#### The task:
Below is a block of records; return all of them exactly, but without the images.
═══ Exercise data
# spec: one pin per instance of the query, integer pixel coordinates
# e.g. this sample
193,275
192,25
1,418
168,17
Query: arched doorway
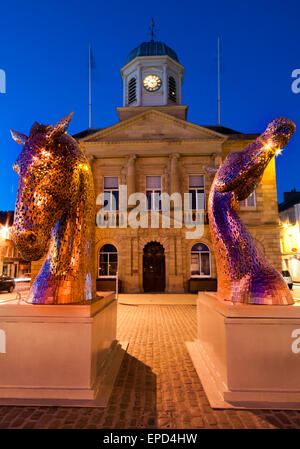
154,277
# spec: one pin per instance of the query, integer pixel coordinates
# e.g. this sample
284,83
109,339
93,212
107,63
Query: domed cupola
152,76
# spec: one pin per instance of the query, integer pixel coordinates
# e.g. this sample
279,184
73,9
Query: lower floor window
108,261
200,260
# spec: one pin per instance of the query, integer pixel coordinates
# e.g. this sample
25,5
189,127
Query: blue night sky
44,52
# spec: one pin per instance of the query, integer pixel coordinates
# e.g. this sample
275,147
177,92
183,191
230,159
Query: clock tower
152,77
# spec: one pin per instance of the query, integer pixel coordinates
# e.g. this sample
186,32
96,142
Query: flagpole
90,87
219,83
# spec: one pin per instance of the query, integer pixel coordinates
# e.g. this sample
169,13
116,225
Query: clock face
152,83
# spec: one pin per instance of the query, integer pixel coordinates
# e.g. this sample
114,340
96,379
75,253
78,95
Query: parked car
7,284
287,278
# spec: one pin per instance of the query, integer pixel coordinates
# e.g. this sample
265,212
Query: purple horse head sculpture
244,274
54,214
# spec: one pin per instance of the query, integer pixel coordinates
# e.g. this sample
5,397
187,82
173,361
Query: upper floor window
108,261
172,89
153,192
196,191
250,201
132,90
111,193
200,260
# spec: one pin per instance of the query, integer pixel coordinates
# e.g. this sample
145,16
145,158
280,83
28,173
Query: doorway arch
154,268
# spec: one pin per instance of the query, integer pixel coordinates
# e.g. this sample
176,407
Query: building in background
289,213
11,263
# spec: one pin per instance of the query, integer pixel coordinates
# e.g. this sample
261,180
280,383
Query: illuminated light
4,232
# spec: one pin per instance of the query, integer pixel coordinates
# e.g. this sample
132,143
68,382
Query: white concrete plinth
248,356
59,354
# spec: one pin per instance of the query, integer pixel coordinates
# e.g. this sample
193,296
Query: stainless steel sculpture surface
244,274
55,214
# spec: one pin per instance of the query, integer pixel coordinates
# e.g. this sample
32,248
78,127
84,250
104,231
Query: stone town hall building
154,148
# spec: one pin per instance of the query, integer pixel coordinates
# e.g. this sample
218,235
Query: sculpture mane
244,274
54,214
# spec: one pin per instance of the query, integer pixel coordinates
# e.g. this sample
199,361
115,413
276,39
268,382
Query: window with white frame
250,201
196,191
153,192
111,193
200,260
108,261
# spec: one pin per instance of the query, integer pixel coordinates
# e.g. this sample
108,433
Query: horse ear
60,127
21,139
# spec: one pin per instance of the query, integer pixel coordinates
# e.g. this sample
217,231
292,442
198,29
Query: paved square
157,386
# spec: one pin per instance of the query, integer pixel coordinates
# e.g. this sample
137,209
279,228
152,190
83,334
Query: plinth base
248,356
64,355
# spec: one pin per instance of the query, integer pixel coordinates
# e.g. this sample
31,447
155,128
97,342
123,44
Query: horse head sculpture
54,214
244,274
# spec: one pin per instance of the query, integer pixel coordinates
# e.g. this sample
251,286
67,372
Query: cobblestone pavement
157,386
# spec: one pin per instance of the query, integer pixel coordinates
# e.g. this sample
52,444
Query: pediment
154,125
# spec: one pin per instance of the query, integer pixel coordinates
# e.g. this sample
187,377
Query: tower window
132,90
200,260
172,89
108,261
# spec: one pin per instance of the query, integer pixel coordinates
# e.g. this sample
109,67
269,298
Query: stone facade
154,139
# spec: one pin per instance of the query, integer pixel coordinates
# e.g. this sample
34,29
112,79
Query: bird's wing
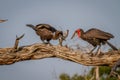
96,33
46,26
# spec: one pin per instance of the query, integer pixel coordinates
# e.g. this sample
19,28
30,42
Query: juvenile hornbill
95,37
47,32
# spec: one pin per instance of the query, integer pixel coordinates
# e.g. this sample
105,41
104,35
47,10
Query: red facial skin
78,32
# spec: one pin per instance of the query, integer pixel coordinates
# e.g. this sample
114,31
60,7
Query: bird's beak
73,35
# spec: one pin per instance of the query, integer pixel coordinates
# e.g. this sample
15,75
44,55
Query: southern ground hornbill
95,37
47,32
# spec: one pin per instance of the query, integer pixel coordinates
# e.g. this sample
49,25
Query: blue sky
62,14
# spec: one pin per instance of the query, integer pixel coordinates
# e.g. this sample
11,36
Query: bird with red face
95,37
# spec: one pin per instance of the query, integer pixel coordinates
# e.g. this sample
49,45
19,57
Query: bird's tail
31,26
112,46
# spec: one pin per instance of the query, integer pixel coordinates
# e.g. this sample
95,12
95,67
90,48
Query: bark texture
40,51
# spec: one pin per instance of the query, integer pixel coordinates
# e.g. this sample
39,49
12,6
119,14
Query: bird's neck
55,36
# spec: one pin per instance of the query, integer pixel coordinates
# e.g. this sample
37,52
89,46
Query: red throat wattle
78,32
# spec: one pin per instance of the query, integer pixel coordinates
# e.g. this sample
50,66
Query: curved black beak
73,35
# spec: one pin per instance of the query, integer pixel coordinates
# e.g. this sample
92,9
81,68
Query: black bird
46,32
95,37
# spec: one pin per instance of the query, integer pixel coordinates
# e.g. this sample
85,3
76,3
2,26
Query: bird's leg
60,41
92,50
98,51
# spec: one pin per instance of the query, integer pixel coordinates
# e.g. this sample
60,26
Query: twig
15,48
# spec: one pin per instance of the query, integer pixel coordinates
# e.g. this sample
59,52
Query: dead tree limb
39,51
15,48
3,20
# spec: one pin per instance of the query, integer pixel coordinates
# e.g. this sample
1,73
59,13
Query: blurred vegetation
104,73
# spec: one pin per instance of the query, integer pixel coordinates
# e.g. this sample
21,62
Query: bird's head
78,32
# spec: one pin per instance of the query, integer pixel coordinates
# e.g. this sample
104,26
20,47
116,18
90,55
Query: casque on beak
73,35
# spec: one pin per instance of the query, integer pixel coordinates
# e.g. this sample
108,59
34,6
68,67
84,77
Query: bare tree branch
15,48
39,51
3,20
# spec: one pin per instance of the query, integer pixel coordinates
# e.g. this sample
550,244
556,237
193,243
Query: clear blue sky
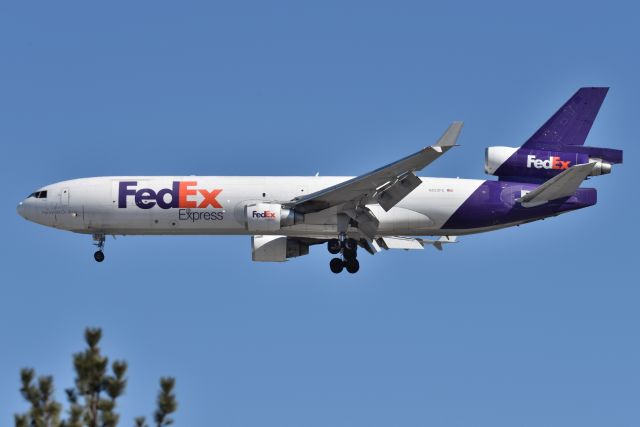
══════
#### Solution:
# spec: one pin per instance of the query, integer pixel coordinates
# e.g. this sample
193,275
192,25
1,418
168,17
Query: arched doorway
154,277
# spec: one pin per instance of the query, integer pixel coordinates
# e.g. this sample
284,83
109,339
93,212
107,63
Query: domed cupola
152,76
# spec: one pin per instance of the query, integer pixel coordinates
# e.g. this sample
279,184
73,9
Query: lower floor window
108,261
200,260
# spec: one pin per instance of the query, integer pixel coordinates
# e.g. this sample
25,5
189,127
Query: blue night sky
44,52
# spec: one pin per instance of the query, integer pixel coordinates
# e.g. this sample
275,147
177,92
183,191
230,159
Query: clock tower
152,77
# spec: one pin per instance of the query, integer pixel coordinates
# e.g. this sample
186,32
96,142
Query: flagpole
90,87
219,83
# spec: one pin per instance of the query, integer pixel coordinates
# e.g. this sample
169,13
116,225
Query: clock face
152,83
# spec: one pin per instance of the query, integer pixel coordinates
# e.g. this sample
114,340
96,379
75,253
78,95
Query: parked car
7,284
287,278
# spec: one pin per instance of the query, integer pixel coordinates
# e.g. this sample
265,212
Query: purple horse head sculpture
244,274
54,214
# spec: one pin per instance of the query, integer pixel coordinates
# e.g. this sample
5,397
187,82
173,361
Query: upper floor window
108,261
172,89
153,192
196,191
250,201
132,90
111,193
200,260
# spec: one pin per instance of the query, integer pixel coordinates
# e.g. this sample
145,16
145,158
280,83
28,173
Query: doorway arch
154,268
# spec: one pin per instance of the query, integer pixel coordinates
# e.g. this sample
176,407
Query: building in background
289,213
11,263
# spec: one pin per instance of the query, integer pixel coordinates
# e.g. this sample
261,180
280,383
Query: illuminated light
4,232
# spec: one pin per instance of the query, integer pixel coordinates
# e.g. this sample
132,143
68,382
Query: white concrete plinth
248,356
59,354
# spec: one pin per instance of the query, integer pixel coordinates
# e.g. this sample
193,296
Query: stainless steel sculpture surface
244,274
55,214
# spec: one pin per instance of the query, integer pixel coordinates
# e.g. this sample
32,248
78,127
84,250
104,231
Query: stone town hall building
154,148
# spec: one pin per instance of the query, integer pixel coordinates
# e.g. this sample
218,235
Query: sculpture mane
244,274
54,214
# spec: one pin per instance of the query, integer pixel coordinates
# e.g. this sample
199,361
115,413
276,39
268,382
Query: window with white frame
250,201
196,191
153,192
111,193
200,260
108,261
# spec: one pin per instance of the query, integer pixel coordinates
# e.g. this sample
108,433
Query: horse ear
60,127
21,139
# spec: one pin per instance of the query, integer pixel coordinates
# e.g. this sample
217,231
292,442
198,29
Query: paved square
157,386
# spec: one pin per instance of the query, integer pixel coordinates
# e.g. this sample
137,209
279,228
152,190
83,334
Query: plinth base
248,356
64,355
# spec: one pin per instance of the query, integer pixel coordinates
# e.g. this sample
31,447
155,128
97,342
123,44
Query: horse head sculpture
54,214
244,274
# spec: one pin per instance of the query, integer pixel coordinates
# e.g. this sample
251,286
67,372
Query: cobblestone pavement
157,386
# spec: one pin per instance of the query, integer pixel coordinates
# e.g. this sample
52,444
Query: pediment
154,125
# spec: one pin per instance of the query, integer pixel coordinates
# e.g. this sample
187,377
Query: tower window
132,90
200,260
172,89
108,261
# spec: one pin per instance of the query, integer pixel coordinates
# e.g. this sample
109,67
269,298
Query: stone facade
154,139
# spec: one pin per instance of the query, integer pixel coordinates
# e.g. this sample
34,29
112,79
Query: bird's wing
96,33
46,26
# spec: one pin per instance of the query, integer pixel coordinates
# e.g. this sample
19,28
30,42
Query: juvenile hornbill
95,37
47,32
# spec: one pin per instance of the query, integer pixel coordinates
# e.g. this sample
105,41
104,35
47,10
Query: red facial skin
78,32
# spec: one pin per instance of the query, integer pixel coordinates
# e.g. this sample
114,31
60,7
Query: bird's beak
73,35
# spec: one pin per instance of the query, integer pixel coordinates
# e.g. this sample
15,75
44,55
Query: southern ground hornbill
95,37
47,32
# spec: one pin per instance of the query, integer pixel coordinates
# e.g. this sample
49,25
Query: blue sky
62,14
# spec: one pin per instance of the query, integer pixel coordinates
# e.g. this sample
11,36
Query: bird with red face
95,37
# spec: one pin per instance of the query, integer pixel coordinates
# e.g. this sample
49,45
19,57
Query: bird's tail
31,26
112,46
# spec: one pin per instance of the query, integer pixel coordinates
# e.g. this sample
95,12
95,67
90,48
Query: bark texture
40,51
# spec: one pin per instance of the query, integer pixel coordinates
# e.g. this sample
39,49
12,6
119,14
Query: bird's neck
55,36
# spec: one pin per instance of the query, integer pixel coordinates
# e.g. this sample
37,52
89,46
Query: red throat wattle
78,32
# spec: one pin per instance of the query, integer pixel coordinates
# e.g. this sample
50,66
Query: curved black beak
73,35
# spec: one pin per instance of the query, integer pixel coordinates
# e.g. this sample
92,9
81,68
Query: black bird
46,32
95,37
# spec: one pin per instance of the query, integer pixel coordinates
# e.g. this sample
85,3
76,3
2,26
Query: bird's leg
60,41
92,50
98,51
# spec: one pin per instance of the query, integer pixel coordinates
# e.g. this sample
60,26
Query: twig
15,48
# spec: one pin per instance of the query, integer pixel coordinates
# e.g. this sample
59,52
Query: dead tree limb
39,51
15,48
3,20
# spec: one pin per instance of the query, integer pixel coordinates
# e.g. this sample
1,73
59,13
Query: blurred vegetation
104,73
# spec: one pin per instance of the query, integer pixel coordinates
# e.g. this sample
21,62
Query: bird's head
78,32
# spec: one pin per instance of the query, integer pixel coordinates
# e.g. this sample
104,26
20,47
116,18
90,55
Query: casque on beak
73,35
# spec: one pin per instance of the query, integer pixel coordinates
# e.g. this sample
108,59
34,6
68,67
84,77
Query: bare tree branch
15,48
39,51
3,20
# spec: one pin per instance of the query, integer pixel coordinates
# e.g. this sample
550,244
556,237
193,243
Query: clear blue sky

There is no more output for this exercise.